- GIVEN EXERCISE
Quote all of the data that follows exactly as written, skipping the images.

::: PROVIDED DATA :::

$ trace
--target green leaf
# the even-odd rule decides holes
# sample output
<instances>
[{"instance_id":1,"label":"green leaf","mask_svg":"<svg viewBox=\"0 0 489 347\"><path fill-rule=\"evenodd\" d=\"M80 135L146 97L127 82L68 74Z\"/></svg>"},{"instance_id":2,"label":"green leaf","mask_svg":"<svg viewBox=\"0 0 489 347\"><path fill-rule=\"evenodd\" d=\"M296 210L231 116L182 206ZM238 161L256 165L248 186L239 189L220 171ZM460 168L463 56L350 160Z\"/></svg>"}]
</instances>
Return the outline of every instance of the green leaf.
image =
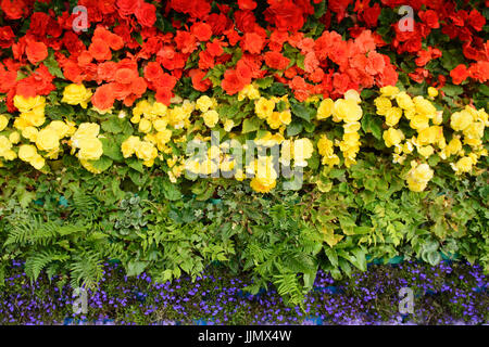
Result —
<instances>
[{"instance_id":1,"label":"green leaf","mask_svg":"<svg viewBox=\"0 0 489 347\"><path fill-rule=\"evenodd\" d=\"M301 104L292 104L292 114L306 121L311 121L311 112Z\"/></svg>"},{"instance_id":2,"label":"green leaf","mask_svg":"<svg viewBox=\"0 0 489 347\"><path fill-rule=\"evenodd\" d=\"M167 200L174 202L181 198L181 192L176 184L173 184L170 181L163 181L163 194Z\"/></svg>"},{"instance_id":3,"label":"green leaf","mask_svg":"<svg viewBox=\"0 0 489 347\"><path fill-rule=\"evenodd\" d=\"M148 267L148 261L133 260L127 264L127 275L139 275Z\"/></svg>"},{"instance_id":4,"label":"green leaf","mask_svg":"<svg viewBox=\"0 0 489 347\"><path fill-rule=\"evenodd\" d=\"M258 117L247 118L242 123L242 133L256 131L260 129L261 120Z\"/></svg>"}]
</instances>

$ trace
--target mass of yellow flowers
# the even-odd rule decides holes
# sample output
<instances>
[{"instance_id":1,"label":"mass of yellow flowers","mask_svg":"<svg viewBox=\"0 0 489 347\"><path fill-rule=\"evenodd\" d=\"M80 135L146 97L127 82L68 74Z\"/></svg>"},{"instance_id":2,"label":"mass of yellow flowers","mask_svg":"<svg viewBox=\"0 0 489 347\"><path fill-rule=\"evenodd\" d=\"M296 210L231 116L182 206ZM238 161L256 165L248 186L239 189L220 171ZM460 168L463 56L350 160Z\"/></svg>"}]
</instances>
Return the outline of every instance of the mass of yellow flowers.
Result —
<instances>
[{"instance_id":1,"label":"mass of yellow flowers","mask_svg":"<svg viewBox=\"0 0 489 347\"><path fill-rule=\"evenodd\" d=\"M486 111L467 105L443 115L434 103L438 90L429 87L427 92L427 98L411 97L397 87L387 86L380 88L374 101L375 112L384 125L381 139L392 151L393 163L404 165L406 159L410 163L405 180L414 192L424 191L432 179L435 170L428 164L432 156L449 163L456 175L473 174L480 157L487 156L484 132L489 119ZM89 108L91 97L92 92L85 86L72 83L64 88L61 103ZM321 95L308 99L306 105L313 105L316 111L311 120L316 129L336 127L341 130L315 130L305 137L286 136L288 126L297 117L288 95L265 97L259 86L251 83L238 93L238 102L251 103L252 111L246 118L255 117L262 125L252 139L254 143L267 149L278 146L278 152L272 151L259 155L252 163L244 163L244 155L231 150L238 146L240 151L249 150L239 131L242 117L223 115L218 102L209 95L193 101L176 95L170 106L149 98L139 100L130 110L118 112L120 119L129 115L134 125L133 134L118 142L122 156L141 160L147 167L158 163L172 182L177 182L185 171L196 176L222 172L239 181L250 179L250 187L260 193L277 187L278 164L306 168L315 152L323 166L348 168L356 163L364 114L356 91L349 90L335 101ZM95 163L104 154L102 140L105 136L97 119L82 124L64 117L49 120L45 114L46 98L40 95L15 95L13 104L18 113L0 114L0 166L18 158L43 170L48 160L60 158L64 150L70 149L88 171L101 172ZM114 116L113 112L104 116ZM229 141L212 143L210 132L214 130L225 134L231 144ZM185 155L190 140L204 144L203 154L191 158Z\"/></svg>"},{"instance_id":2,"label":"mass of yellow flowers","mask_svg":"<svg viewBox=\"0 0 489 347\"><path fill-rule=\"evenodd\" d=\"M438 91L430 87L428 94L434 99ZM484 108L465 106L448 118L448 127L443 126L443 112L437 110L431 101L421 95L411 98L405 91L392 86L380 89L375 106L377 115L385 117L388 129L384 131L383 138L387 147L394 149L394 163L402 164L409 156L421 163L438 155L441 159L452 162L451 167L460 175L471 172L479 158L487 156L482 138L489 123ZM405 138L399 127L403 117L409 121L409 127L416 130L416 134L410 139ZM446 136L450 138L447 139ZM468 153L463 149L464 145L469 149ZM413 163L411 162L408 184L413 191L423 191L432 178L432 172L428 164Z\"/></svg>"}]
</instances>

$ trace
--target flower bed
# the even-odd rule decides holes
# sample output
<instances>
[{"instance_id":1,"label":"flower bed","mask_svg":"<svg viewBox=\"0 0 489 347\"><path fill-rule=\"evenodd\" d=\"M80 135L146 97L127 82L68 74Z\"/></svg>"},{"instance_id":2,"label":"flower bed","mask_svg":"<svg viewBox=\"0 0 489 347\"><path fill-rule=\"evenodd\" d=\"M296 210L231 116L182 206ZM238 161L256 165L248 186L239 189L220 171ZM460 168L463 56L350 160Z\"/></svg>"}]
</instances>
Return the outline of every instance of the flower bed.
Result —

:::

- ANSWER FOR THIS EXERCISE
$ trace
--target green leaf
# the even-odd rule decides holes
# sample output
<instances>
[{"instance_id":1,"label":"green leaf","mask_svg":"<svg viewBox=\"0 0 489 347\"><path fill-rule=\"evenodd\" d=\"M80 135L146 97L127 82L68 74Z\"/></svg>"},{"instance_id":2,"label":"green leaf","mask_svg":"<svg viewBox=\"0 0 489 347\"><path fill-rule=\"evenodd\" d=\"M296 210L231 116L182 206ZM238 161L256 165L248 186L239 189L220 171ZM460 168L463 56L350 160Z\"/></svg>"}]
</instances>
Return the outline of every instance of the green leaf.
image =
Result —
<instances>
[{"instance_id":1,"label":"green leaf","mask_svg":"<svg viewBox=\"0 0 489 347\"><path fill-rule=\"evenodd\" d=\"M301 104L292 104L292 114L306 121L311 121L311 112Z\"/></svg>"},{"instance_id":2,"label":"green leaf","mask_svg":"<svg viewBox=\"0 0 489 347\"><path fill-rule=\"evenodd\" d=\"M167 200L174 202L181 198L181 192L176 184L173 184L170 181L163 181L163 194Z\"/></svg>"},{"instance_id":3,"label":"green leaf","mask_svg":"<svg viewBox=\"0 0 489 347\"><path fill-rule=\"evenodd\" d=\"M148 267L148 261L133 260L127 264L127 275L139 275Z\"/></svg>"},{"instance_id":4,"label":"green leaf","mask_svg":"<svg viewBox=\"0 0 489 347\"><path fill-rule=\"evenodd\" d=\"M258 117L247 118L242 123L242 133L256 131L260 129L261 120Z\"/></svg>"}]
</instances>

$ trace
--target mass of yellow flowers
# the even-odd rule decides holes
# sample output
<instances>
[{"instance_id":1,"label":"mass of yellow flowers","mask_svg":"<svg viewBox=\"0 0 489 347\"><path fill-rule=\"evenodd\" d=\"M80 135L146 97L127 82L68 74Z\"/></svg>"},{"instance_id":2,"label":"mass of yellow flowers","mask_svg":"<svg viewBox=\"0 0 489 347\"><path fill-rule=\"evenodd\" d=\"M296 210L231 116L182 206ZM238 161L256 165L248 186L239 189L220 171ZM460 168L463 56L350 160Z\"/></svg>"}]
</instances>
Return the outline of every instance of the mass of yellow flowers.
Result —
<instances>
[{"instance_id":1,"label":"mass of yellow flowers","mask_svg":"<svg viewBox=\"0 0 489 347\"><path fill-rule=\"evenodd\" d=\"M486 111L467 105L443 115L434 103L438 90L429 87L427 92L427 98L411 97L397 87L387 86L380 88L374 101L375 112L384 125L381 139L392 151L393 163L404 165L406 159L410 163L405 180L414 192L424 191L432 179L435 170L428 164L432 156L449 163L456 175L473 174L480 157L487 156L484 132L489 119ZM89 108L91 97L92 92L85 86L72 83L64 88L61 103ZM321 95L308 99L306 105L313 105L316 111L311 120L316 129L336 127L341 130L315 130L305 137L286 136L288 126L297 117L288 95L265 97L259 86L251 83L238 93L238 102L251 103L252 111L246 118L255 117L262 125L252 139L254 143L267 149L278 146L278 152L272 151L259 155L252 163L244 163L244 155L231 150L238 146L240 151L249 150L239 131L242 117L223 115L218 102L209 95L193 101L176 95L170 106L149 98L139 100L130 110L118 112L120 119L129 115L134 125L133 134L118 142L122 156L141 160L147 167L158 163L172 182L177 182L185 171L196 176L222 172L239 181L250 179L250 187L260 193L277 187L278 164L306 168L315 152L323 166L348 168L356 163L364 114L356 91L349 90L335 101ZM95 163L104 154L102 140L105 136L97 119L82 124L64 117L49 120L45 114L46 98L40 95L15 95L13 104L18 113L0 114L0 166L18 158L43 170L48 160L60 158L64 150L70 149L88 171L101 172ZM114 116L113 112L104 116ZM229 141L212 143L210 132L214 130L225 134L231 144ZM185 155L190 140L204 144L203 154L191 158Z\"/></svg>"},{"instance_id":2,"label":"mass of yellow flowers","mask_svg":"<svg viewBox=\"0 0 489 347\"><path fill-rule=\"evenodd\" d=\"M438 91L430 87L428 94L434 99ZM484 108L465 106L448 118L448 127L443 126L443 112L437 110L431 101L421 95L411 98L405 91L392 86L380 89L375 106L377 115L385 117L388 129L384 131L383 138L387 147L394 149L394 163L402 164L409 156L421 163L438 155L441 159L452 162L451 167L460 175L471 172L479 158L487 156L482 138L489 123ZM405 138L399 127L403 117L409 121L409 127L416 130L416 134L410 139ZM446 136L450 138L447 139ZM468 153L463 149L464 145L469 149ZM413 163L411 162L408 184L413 191L423 191L432 178L432 172L428 164Z\"/></svg>"}]
</instances>

$ trace
--target flower bed
# the even-odd rule decides holes
# sample output
<instances>
[{"instance_id":1,"label":"flower bed","mask_svg":"<svg viewBox=\"0 0 489 347\"><path fill-rule=\"evenodd\" d=\"M80 135L146 97L127 82L68 74Z\"/></svg>"},{"instance_id":2,"label":"flower bed","mask_svg":"<svg viewBox=\"0 0 489 347\"><path fill-rule=\"evenodd\" d=\"M296 210L231 116L182 206ZM238 161L256 165L248 186L239 189L220 171ZM460 168L463 56L350 160Z\"/></svg>"}]
</instances>
Return the outline of every instance of the flower bed.
Result —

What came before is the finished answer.